▸ WHAT NEEDS TO BE DONE
Can you render every line of the records below as a JSON list of strings, one string per line, with blank lines omitted?

▸ PROVIDED RECORDS
———

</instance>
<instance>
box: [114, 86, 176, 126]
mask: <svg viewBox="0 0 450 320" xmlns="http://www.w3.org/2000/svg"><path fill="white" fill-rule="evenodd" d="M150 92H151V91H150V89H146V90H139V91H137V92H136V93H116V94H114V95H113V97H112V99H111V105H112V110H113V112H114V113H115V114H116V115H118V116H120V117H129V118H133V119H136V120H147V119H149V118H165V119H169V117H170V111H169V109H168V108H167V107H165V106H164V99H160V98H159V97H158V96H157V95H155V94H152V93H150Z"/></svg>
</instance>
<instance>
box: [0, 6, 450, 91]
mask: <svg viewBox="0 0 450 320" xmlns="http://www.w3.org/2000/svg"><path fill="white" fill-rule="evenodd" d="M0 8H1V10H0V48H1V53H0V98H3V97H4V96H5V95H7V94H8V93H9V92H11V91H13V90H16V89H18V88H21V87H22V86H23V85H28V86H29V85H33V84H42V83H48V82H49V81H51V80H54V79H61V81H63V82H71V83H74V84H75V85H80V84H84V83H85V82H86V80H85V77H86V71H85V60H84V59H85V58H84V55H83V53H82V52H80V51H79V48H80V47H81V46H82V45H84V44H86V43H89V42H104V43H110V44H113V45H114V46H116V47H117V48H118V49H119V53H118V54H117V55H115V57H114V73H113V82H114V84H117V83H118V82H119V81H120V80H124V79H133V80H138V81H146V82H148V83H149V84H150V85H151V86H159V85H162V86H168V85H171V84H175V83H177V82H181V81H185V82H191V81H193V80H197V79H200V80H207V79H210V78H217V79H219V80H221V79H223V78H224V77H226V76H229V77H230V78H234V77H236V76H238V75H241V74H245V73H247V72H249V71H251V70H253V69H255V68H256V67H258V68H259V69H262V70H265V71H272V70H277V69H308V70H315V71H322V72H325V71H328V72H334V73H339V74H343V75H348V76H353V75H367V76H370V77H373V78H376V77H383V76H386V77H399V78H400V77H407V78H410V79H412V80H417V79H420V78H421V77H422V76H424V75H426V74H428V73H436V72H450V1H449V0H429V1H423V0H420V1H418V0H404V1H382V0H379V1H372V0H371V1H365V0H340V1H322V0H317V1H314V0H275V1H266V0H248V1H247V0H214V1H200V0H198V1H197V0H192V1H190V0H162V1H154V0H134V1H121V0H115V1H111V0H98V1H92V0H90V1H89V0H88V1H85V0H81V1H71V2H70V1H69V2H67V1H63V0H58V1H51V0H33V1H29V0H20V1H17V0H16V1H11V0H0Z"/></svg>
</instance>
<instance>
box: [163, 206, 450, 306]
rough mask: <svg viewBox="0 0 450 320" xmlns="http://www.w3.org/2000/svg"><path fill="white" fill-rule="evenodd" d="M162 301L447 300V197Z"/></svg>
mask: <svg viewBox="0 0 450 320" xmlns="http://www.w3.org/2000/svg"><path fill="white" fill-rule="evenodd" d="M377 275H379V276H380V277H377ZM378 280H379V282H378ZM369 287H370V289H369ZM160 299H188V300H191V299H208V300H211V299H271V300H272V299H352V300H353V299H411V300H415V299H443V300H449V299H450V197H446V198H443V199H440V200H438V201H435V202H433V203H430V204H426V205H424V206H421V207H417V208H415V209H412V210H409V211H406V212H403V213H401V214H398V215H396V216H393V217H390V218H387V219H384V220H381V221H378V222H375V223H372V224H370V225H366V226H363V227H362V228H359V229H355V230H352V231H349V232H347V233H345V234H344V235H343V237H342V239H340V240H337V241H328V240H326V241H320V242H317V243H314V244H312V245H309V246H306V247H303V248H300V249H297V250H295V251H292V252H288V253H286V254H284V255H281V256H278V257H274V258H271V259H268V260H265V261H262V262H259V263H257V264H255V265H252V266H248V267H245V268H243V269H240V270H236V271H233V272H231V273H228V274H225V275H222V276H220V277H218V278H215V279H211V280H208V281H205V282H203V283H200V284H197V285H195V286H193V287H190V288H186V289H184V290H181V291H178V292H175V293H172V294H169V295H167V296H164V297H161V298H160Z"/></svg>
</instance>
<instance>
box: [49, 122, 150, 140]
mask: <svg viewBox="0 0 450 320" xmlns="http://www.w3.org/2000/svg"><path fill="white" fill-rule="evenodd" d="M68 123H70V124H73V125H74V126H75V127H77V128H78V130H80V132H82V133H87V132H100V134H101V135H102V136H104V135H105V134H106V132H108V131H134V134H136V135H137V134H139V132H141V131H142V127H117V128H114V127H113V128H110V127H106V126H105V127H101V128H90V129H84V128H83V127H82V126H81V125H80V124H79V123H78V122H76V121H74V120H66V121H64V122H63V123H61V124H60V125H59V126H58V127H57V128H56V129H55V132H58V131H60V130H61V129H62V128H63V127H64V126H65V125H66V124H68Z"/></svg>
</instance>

———

▸ YOUR SOLUTION
[
  "</instance>",
  "<instance>",
  "box: [114, 86, 176, 126]",
  "mask: <svg viewBox=\"0 0 450 320\" xmlns=\"http://www.w3.org/2000/svg\"><path fill=\"white\" fill-rule=\"evenodd\" d=\"M150 92H151V91H150V89H146V90H139V91H137V92H136V93H116V94H114V95H113V97H112V99H111V105H112V110H113V112H114V113H115V114H116V115H118V116H120V117H129V118H133V119H136V120H147V119H149V118H165V119H169V117H170V111H169V109H168V108H167V107H165V106H164V99H160V98H159V97H158V96H157V95H155V94H152V93H150Z\"/></svg>",
  "</instance>",
  "<instance>",
  "box: [0, 6, 450, 91]",
  "mask: <svg viewBox=\"0 0 450 320\" xmlns=\"http://www.w3.org/2000/svg\"><path fill=\"white\" fill-rule=\"evenodd\" d=\"M0 8H1V10H0V48H1V53H0V98H3V97H4V96H5V95H7V94H8V93H9V92H11V91H13V90H16V89H18V88H21V87H22V86H23V85H28V86H29V85H33V84H42V83H48V82H49V81H51V80H54V79H61V81H63V82H71V83H74V84H75V85H80V84H84V83H85V82H86V80H85V77H86V71H85V60H84V59H85V58H84V55H83V53H82V52H80V51H79V48H80V47H81V46H82V45H84V44H86V43H89V42H104V43H110V44H113V45H114V46H116V47H117V48H118V49H119V53H118V54H117V55H115V57H114V73H113V82H114V84H117V83H118V82H119V81H120V80H124V79H133V80H138V81H146V82H148V83H149V84H150V85H151V86H159V85H162V86H168V85H171V84H175V83H177V82H181V81H185V82H191V81H193V80H197V79H200V80H207V79H210V78H217V79H219V80H221V79H223V78H224V77H226V76H229V77H230V78H234V77H236V76H238V75H241V74H245V73H247V72H249V71H251V70H253V69H255V68H256V67H258V68H259V69H262V70H265V71H272V70H277V69H308V70H315V71H322V72H325V71H328V72H334V73H339V74H343V75H348V76H353V75H367V76H370V77H373V78H376V77H383V76H386V77H399V78H400V77H407V78H410V79H412V80H417V79H420V78H421V77H422V76H424V75H426V74H428V73H436V72H450V1H449V0H429V1H423V0H420V1H418V0H404V1H382V0H379V1H372V0H371V1H365V0H340V1H322V0H317V1H314V0H275V1H266V0H248V1H247V0H214V1H200V0H198V1H197V0H192V1H190V0H162V1H154V0H134V1H121V0H115V1H111V0H98V1H92V0H90V1H89V0H88V1H85V0H81V1H71V2H70V1H69V2H67V1H63V0H58V1H51V0H33V1H29V0H20V1H17V0H16V1H11V0H0Z\"/></svg>",
  "</instance>",
  "<instance>",
  "box: [163, 206, 450, 306]",
  "rough mask: <svg viewBox=\"0 0 450 320\" xmlns=\"http://www.w3.org/2000/svg\"><path fill=\"white\" fill-rule=\"evenodd\" d=\"M162 301L447 300V197Z\"/></svg>",
  "mask: <svg viewBox=\"0 0 450 320\" xmlns=\"http://www.w3.org/2000/svg\"><path fill=\"white\" fill-rule=\"evenodd\" d=\"M377 275H379V276H380V277H377ZM378 280H379V282H378ZM369 287H370V289H369ZM160 299H188V300H191V299H208V300H211V299H271V300H272V299H352V300H353V299H411V300H415V299H443V300H449V299H450V197H446V198H443V199H440V200H438V201H435V202H433V203H430V204H426V205H424V206H421V207H417V208H415V209H412V210H409V211H406V212H403V213H401V214H398V215H396V216H393V217H390V218H387V219H384V220H381V221H378V222H375V223H372V224H370V225H366V226H363V227H362V228H359V229H355V230H352V231H349V232H347V233H345V234H344V235H343V237H342V239H340V240H337V241H328V240H326V241H320V242H317V243H314V244H312V245H309V246H306V247H303V248H300V249H297V250H295V251H292V252H288V253H286V254H284V255H281V256H278V257H274V258H271V259H268V260H265V261H262V262H259V263H257V264H255V265H252V266H248V267H245V268H243V269H240V270H236V271H233V272H231V273H228V274H225V275H222V276H220V277H218V278H215V279H211V280H208V281H205V282H203V283H200V284H197V285H195V286H193V287H190V288H186V289H184V290H181V291H178V292H175V293H172V294H169V295H167V296H164V297H161V298H160Z\"/></svg>",
  "</instance>",
  "<instance>",
  "box: [49, 122, 150, 140]",
  "mask: <svg viewBox=\"0 0 450 320\" xmlns=\"http://www.w3.org/2000/svg\"><path fill=\"white\" fill-rule=\"evenodd\" d=\"M68 123H70V124H73V125H74V126H75V127H77V128H78V130H80V132H82V133H87V132H100V134H101V135H102V136H104V135H105V134H106V132H108V131H134V134H136V135H137V134H139V132H141V131H142V127H117V128H114V127H113V128H110V127H106V126H105V127H101V128H90V129H84V128H83V127H82V126H81V125H80V124H79V123H78V122H76V121H74V120H66V121H64V122H63V123H61V124H60V125H59V126H58V127H57V128H56V129H55V132H58V131H60V130H61V129H62V128H63V127H64V126H65V125H66V124H68Z\"/></svg>",
  "</instance>"
]